## SUPPLIED MATERIAL:
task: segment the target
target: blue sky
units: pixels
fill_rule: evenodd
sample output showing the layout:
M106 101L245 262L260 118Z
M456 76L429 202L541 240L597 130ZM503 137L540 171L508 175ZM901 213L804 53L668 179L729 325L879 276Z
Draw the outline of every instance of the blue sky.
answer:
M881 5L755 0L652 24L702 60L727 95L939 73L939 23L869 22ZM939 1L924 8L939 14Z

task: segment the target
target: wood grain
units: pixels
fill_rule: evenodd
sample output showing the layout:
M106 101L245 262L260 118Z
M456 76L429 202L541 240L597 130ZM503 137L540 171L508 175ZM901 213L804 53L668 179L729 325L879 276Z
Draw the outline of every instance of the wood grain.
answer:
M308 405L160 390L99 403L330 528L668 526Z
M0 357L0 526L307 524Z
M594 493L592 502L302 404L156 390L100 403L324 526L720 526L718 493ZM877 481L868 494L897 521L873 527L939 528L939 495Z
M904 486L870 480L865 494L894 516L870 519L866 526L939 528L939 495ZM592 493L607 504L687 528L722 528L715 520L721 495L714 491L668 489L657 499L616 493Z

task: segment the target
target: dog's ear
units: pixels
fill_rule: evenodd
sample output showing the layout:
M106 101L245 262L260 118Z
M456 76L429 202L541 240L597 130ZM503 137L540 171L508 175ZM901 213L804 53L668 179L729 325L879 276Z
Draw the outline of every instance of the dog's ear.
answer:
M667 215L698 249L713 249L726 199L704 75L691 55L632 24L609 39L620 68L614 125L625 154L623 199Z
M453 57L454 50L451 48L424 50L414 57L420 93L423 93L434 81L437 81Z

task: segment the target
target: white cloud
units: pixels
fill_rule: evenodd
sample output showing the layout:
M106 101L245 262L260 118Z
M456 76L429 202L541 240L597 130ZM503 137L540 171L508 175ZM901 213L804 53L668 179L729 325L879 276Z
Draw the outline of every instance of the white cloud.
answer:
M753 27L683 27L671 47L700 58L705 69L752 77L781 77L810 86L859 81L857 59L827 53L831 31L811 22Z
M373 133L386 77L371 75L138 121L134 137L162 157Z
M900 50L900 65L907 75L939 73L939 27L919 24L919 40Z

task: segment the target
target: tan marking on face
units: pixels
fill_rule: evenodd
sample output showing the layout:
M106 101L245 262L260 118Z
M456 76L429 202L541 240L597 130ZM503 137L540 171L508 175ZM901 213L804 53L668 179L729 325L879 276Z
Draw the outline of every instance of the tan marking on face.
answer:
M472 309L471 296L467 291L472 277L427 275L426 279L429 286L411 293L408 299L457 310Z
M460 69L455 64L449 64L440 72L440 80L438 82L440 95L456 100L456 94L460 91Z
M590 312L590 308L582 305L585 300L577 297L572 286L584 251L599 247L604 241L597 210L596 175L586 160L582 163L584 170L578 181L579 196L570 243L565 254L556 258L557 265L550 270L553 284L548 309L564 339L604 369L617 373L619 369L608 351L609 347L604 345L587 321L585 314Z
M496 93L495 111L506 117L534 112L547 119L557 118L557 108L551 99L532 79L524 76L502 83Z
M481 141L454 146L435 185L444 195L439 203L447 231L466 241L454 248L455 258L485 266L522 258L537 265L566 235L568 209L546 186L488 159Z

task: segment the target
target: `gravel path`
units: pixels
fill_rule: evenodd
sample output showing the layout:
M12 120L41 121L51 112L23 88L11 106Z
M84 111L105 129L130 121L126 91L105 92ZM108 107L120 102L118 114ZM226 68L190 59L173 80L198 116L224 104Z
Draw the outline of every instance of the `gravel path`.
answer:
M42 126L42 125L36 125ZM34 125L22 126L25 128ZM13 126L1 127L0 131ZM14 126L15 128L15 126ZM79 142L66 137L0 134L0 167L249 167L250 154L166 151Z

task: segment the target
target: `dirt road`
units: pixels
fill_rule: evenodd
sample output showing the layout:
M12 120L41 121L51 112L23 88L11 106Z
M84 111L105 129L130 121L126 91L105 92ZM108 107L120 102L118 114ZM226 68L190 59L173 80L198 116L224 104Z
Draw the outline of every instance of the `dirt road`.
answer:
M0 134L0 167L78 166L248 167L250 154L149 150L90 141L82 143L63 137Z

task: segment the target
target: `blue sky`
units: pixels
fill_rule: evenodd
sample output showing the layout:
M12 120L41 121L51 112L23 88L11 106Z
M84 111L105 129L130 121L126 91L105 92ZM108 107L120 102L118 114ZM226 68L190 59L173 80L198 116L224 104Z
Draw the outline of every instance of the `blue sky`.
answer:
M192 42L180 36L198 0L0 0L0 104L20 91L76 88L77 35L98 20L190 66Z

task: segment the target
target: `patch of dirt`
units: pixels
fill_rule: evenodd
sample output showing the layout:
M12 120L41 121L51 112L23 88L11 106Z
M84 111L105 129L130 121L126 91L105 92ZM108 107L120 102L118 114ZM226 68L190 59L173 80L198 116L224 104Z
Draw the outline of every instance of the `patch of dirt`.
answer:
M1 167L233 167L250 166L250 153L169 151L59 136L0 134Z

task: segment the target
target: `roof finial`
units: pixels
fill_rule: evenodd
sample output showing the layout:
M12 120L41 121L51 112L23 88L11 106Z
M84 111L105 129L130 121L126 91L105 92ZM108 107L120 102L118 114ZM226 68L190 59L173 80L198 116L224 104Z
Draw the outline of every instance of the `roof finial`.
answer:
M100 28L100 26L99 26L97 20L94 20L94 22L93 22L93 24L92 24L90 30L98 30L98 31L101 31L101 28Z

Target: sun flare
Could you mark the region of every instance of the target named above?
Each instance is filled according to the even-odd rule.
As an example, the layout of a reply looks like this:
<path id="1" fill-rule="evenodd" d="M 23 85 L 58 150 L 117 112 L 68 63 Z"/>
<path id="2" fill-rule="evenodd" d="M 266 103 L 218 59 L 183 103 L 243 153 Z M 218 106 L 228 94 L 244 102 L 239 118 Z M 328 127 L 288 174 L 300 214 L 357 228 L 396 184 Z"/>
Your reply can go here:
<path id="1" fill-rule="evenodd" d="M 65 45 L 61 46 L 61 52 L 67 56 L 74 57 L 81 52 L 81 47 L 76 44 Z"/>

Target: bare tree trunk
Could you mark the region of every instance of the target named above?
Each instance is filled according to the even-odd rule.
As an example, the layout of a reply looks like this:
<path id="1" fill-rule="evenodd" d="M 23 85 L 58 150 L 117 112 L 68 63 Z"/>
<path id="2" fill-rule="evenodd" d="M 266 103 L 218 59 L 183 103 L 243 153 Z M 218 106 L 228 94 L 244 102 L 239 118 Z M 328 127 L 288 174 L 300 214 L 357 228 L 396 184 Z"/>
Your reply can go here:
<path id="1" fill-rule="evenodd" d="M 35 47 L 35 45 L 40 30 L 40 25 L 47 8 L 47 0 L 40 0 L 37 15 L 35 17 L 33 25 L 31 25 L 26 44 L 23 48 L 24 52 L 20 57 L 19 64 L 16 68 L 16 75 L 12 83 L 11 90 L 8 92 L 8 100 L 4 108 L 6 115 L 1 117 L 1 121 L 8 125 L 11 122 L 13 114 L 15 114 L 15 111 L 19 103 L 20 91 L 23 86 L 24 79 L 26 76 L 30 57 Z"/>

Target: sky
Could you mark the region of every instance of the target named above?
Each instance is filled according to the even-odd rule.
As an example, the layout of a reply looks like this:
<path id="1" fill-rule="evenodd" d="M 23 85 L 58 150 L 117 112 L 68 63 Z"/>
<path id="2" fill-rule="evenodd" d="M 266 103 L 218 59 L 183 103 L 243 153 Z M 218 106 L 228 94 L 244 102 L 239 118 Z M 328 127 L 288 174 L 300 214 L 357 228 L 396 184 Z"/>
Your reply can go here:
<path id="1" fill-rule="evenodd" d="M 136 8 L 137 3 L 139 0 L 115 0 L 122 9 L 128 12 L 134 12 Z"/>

## AIM:
Find the line containing "Target: sky". Reproduce it exactly, along with every line after it through the last.

## TASK OUTPUT:
Target: sky
Could you mark the region of every instance of the target named above?
Each instance is filled according to the even-odd rule.
As an example, the layout of a reply looks like this:
<path id="1" fill-rule="evenodd" d="M 23 85 L 58 150 L 117 112 L 68 63 Z"/>
<path id="2" fill-rule="evenodd" d="M 266 103 L 218 59 L 183 103 L 243 153 Z M 218 106 L 228 94 L 244 102 L 239 118 Z M 328 127 L 288 174 L 300 214 L 357 228 L 396 184 Z"/>
Your reply can go here:
<path id="1" fill-rule="evenodd" d="M 136 8 L 137 3 L 139 0 L 115 0 L 122 9 L 128 12 L 134 12 Z"/>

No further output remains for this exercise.